# start of Dataset
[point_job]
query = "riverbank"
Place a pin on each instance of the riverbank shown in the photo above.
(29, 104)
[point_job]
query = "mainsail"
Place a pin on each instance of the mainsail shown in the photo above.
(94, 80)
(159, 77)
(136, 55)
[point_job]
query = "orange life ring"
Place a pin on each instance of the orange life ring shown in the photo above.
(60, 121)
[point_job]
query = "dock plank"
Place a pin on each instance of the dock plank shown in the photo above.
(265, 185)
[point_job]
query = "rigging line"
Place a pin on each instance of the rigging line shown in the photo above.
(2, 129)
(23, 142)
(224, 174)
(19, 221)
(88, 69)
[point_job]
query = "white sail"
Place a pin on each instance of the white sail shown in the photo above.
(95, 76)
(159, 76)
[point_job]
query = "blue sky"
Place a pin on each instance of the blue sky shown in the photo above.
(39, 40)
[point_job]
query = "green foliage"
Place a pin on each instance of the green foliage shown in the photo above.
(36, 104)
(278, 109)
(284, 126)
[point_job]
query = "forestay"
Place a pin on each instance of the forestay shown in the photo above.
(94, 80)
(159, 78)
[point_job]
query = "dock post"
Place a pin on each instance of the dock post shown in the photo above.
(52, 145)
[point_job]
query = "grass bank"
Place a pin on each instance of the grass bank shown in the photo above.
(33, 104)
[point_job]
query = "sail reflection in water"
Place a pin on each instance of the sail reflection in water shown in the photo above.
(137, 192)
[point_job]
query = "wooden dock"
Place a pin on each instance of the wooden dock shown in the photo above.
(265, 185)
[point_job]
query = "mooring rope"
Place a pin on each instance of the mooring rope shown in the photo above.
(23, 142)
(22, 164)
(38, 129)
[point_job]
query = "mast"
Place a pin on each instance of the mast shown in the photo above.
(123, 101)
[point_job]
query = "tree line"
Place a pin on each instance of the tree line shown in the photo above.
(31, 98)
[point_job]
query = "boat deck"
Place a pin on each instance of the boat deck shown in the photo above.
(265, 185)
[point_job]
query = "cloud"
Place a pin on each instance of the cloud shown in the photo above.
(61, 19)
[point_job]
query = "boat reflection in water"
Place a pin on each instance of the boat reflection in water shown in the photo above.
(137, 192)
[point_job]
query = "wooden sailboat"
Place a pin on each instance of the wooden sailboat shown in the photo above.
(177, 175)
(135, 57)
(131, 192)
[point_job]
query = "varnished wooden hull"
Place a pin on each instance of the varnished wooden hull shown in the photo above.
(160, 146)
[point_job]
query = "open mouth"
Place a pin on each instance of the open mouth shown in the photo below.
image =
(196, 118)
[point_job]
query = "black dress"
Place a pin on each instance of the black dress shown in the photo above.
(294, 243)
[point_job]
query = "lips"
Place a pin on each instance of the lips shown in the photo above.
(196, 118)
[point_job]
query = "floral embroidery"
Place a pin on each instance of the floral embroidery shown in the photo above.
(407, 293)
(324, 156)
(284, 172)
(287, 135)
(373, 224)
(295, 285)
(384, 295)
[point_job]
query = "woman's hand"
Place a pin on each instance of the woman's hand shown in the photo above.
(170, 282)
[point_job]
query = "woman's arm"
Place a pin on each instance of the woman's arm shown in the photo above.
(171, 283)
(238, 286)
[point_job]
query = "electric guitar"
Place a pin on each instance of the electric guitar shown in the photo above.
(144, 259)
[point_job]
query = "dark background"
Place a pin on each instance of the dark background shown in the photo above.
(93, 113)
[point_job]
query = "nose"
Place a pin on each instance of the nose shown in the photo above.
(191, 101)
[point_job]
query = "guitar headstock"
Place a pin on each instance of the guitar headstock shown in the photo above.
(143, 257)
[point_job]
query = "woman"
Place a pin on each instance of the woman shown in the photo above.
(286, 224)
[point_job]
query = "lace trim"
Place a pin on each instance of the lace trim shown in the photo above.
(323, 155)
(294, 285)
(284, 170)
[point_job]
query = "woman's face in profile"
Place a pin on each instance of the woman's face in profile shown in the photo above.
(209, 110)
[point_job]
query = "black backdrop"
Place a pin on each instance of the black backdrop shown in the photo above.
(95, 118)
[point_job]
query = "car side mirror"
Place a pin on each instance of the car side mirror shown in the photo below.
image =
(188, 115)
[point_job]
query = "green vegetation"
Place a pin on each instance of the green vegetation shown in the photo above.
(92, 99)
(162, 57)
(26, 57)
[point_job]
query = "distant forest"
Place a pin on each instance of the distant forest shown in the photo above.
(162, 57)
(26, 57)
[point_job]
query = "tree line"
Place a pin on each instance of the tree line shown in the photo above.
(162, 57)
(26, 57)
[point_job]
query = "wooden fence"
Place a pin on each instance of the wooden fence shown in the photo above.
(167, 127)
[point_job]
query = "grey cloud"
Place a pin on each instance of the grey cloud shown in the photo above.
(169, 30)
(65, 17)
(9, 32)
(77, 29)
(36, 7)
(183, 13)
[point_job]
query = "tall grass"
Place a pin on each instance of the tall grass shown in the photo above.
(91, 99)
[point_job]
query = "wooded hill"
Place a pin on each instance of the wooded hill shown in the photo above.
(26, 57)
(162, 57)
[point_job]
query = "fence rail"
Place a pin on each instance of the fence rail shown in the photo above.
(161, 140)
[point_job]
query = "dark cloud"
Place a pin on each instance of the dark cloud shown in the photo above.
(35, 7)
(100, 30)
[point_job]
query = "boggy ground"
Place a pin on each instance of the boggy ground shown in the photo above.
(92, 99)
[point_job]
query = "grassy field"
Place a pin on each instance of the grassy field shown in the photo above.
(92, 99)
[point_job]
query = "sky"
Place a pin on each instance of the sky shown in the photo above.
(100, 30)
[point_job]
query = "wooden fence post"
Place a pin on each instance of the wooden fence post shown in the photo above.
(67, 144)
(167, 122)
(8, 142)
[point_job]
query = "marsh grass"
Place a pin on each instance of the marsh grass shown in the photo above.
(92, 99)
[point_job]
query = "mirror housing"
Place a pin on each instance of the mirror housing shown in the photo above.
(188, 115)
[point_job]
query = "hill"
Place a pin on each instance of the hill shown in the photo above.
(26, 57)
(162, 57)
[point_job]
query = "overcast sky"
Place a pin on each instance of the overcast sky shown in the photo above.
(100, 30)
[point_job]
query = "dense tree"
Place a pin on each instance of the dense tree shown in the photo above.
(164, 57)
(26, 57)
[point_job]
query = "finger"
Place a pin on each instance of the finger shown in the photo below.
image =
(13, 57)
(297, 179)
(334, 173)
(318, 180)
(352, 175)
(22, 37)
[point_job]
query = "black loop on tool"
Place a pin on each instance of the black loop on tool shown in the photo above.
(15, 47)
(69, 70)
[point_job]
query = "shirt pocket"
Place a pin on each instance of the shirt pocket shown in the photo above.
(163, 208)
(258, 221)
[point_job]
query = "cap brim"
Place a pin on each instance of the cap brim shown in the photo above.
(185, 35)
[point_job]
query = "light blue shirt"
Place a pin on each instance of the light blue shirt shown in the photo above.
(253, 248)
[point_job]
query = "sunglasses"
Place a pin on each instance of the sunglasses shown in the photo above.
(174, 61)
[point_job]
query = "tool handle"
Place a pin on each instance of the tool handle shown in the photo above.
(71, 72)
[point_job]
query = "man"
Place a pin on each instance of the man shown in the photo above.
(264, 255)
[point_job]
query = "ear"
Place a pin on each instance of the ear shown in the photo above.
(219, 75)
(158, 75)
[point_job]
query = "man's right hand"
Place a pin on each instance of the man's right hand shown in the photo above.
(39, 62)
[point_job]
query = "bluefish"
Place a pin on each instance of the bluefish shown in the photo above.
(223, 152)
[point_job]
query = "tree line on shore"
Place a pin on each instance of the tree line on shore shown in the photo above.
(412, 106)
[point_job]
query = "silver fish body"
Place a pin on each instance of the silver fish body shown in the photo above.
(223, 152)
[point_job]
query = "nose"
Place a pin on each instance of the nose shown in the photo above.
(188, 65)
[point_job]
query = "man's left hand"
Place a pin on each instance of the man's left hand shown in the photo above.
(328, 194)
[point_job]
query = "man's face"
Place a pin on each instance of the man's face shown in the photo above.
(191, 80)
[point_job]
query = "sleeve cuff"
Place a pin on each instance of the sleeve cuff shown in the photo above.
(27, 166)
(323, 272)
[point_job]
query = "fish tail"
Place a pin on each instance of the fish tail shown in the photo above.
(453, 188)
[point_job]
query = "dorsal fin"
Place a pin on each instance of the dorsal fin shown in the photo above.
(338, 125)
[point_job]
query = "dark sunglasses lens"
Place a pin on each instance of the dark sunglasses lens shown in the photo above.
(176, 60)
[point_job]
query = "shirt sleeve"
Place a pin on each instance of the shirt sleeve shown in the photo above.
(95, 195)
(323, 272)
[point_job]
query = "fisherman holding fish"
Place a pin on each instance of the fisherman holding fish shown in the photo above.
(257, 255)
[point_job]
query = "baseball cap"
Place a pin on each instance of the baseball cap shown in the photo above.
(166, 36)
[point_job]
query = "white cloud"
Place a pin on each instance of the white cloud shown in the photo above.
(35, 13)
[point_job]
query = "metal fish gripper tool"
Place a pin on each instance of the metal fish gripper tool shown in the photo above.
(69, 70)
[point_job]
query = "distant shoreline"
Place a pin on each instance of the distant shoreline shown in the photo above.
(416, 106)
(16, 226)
# end of Dataset
To do - Filter the listing above down to the lines containing the string "reflection", copying each such line.

Result below -
query = "sail reflection in water"
Place a pin on each instance of the sail reflection in water shown in the photo above.
query = "boat reflection in water"
Place a pin on each instance of the boat reflection in water shown in the photo above.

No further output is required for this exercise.